PAGE EXCERPT
Once the pair arrive at the Bureau proper, meanwhile, Etten and Gormican’s script takes the strongest stab yet at selling the “skeptic vs. true believer” conflict that’s supposedly been powering the show to date. The trick here is Adam Scott’s read on Max; so many times over the course of the show’s first season, he’s been so busy playing the goofy, needy guy to Robinson’s stern older brother that the character’s passion for the weird has frequently been overshadowed. Here, he’s legitimately fierce about his belief in the supernatural—in this case, as applied to the titular haunted hayride—and there’s some actually interesting character conflict to the way he butts heads with his partner about the best way to investigate the case. (Even if Leroy’s continued lack of belief in the supernatural seems more contrarian and dumb every time we see it, given all the giant fish monsters and axe-wielding ghosts these two run into from week to week.)

Of course, the episode undercuts this actual drama by having Captain LaFrey blatantly gin up some of the fake variety, by telling both members of the pair that they’re secretly the leader of the team. But hey, at least this weird little detour gets us the story of condom-hating condom-maker Chet Stetson, a lovely little bit of Scott comedic floundering. And while the episode’s climax—in which Max demands that Leroy help him like a partner, even if he doesn’t believe in any of this supernatural shit—swings a little hard for the heartstrings, I have enough goodwill for these guys at this point that it still kind of works.

Illustration for article titled Ghosted finally starts to give a shit, but is it too little, too late?

Part of me wonders if, had “Haunted Hayride” been Ghosted’s second episode, instead of its eighth, we’d be having a very different conversation about the fate of its creative team. This feels like a real refinement of the ideas that got tossed into a blender back in the show’s over-stuffed pilot, giving its two leads distinct identities beyond “Adam and Craig, telling jokes,” tightening up the monster-of-the-week plot (which still ends on an absurd deus ex machina, but at least aimlessly wastes less time in doing so), and still bringing the funny line after line. (Leroy’s constant whining about his missing shoe in the woods is a Craig Robinson series highlight.) Ghosted 1.0 was a strangely meandering show, one that admittedly made me laugh a lot, usually in spite of its wayward creative choices. Here’s hoping that “Haunted Hayride” points in the direction of something stronger when the show comes back under new management to finish out its first-season run.

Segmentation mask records

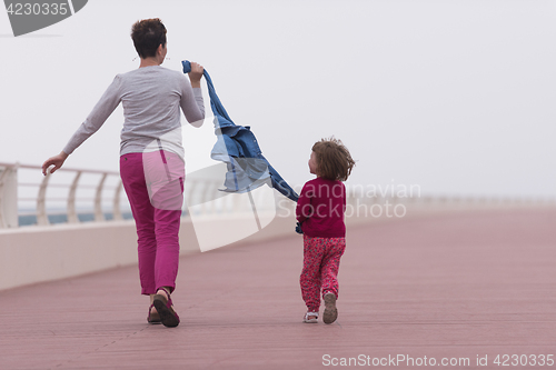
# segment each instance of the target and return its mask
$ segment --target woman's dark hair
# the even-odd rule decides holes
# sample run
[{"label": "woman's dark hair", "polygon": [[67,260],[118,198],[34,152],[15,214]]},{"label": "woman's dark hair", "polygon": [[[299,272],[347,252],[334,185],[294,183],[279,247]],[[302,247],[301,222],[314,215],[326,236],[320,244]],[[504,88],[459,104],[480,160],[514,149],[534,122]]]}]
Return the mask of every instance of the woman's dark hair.
[{"label": "woman's dark hair", "polygon": [[131,39],[139,57],[155,57],[158,46],[166,46],[166,27],[158,18],[137,21],[131,27]]},{"label": "woman's dark hair", "polygon": [[344,143],[331,137],[312,146],[317,160],[317,176],[328,180],[346,181],[355,161]]}]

REQUIRED ACTION 1
According to the Ghosted review, what does Leroy keep whining about in the woods?
REQUIRED ACTION 2
Explain why, according to the Ghosted review, Leroy's continued disbelief in the supernatural seems more contrarian and dumb each time it appears.
REQUIRED ACTION 3
Write a continuation of the Ghosted review, picking up after its last sentence.
The records are not used for any of this work.

TASK RESULT 1
His missing shoe.

TASK RESULT 2
It seems that way because of all the supernatural threats the two partners face from week to week, such as giant fish monsters and axe-wielding ghosts. Given what they keep encountering, his refusal to believe looks increasingly unreasonable.

TASK RESULT 3
Stray observations

  • Despite the shake-up, the show appears to be doing really well, ratings-wise. By all accounts, its the second-most-watched new comedy series of the fall.
  • God bless whichever costume wizard put Max in his own version of Michael J. Fox’s letter jacket from Teen Wolf, complete with a big M (presumably for “Max”.)
  • LaFrey gets almost nothing to do this week, but her “No” when Barry asked to be nicknamed “Swampcat” was a well-timed thing of beauty.
  • “Swampcat’s dead, I want to be SugarBarry.” Good Barry episode overall, in fact.
  • I don’t have a DVR, so I’m not going to get the letters exactly right, but Adam Scott’s halting read on fake amusement park regulatory body NAPSBAC(?) made me laugh out loud.
  • “Don’t smile at me, write this stuff down!”
  • I was weirdly excited to see the guys walk through the hanger company’s lobby. This show often feels like it exists on isolated sound stages, so anything that gives the Bureau a sense of place is welcome.
  • “I’ve been four times myself, I have a discount code I’m not allowed to share.”
  • I didn’t catch who was playing the zombie who “once scared Ellen DeGeners so bad she dropped a load in here jeans,” but it was a great little one-off part.
  • “Cool! I love learning about fake stuff!” It’s Leroy’s enthusiastic nod that sells it.
  • The actual ghost rated a 6 or 7 on the Ghosted “how scary is this monster” scale, which is, like, a 3 almost anywhere else.
  • At one point, my notes just say, “This seems like a pretty fun hayride!”
  • “Damn, that’s a big-ass pinecone!”
  • “Hey sluts, how’s my slut army doing?!” Not every teenager you save from an evil ghost is actually going to be great.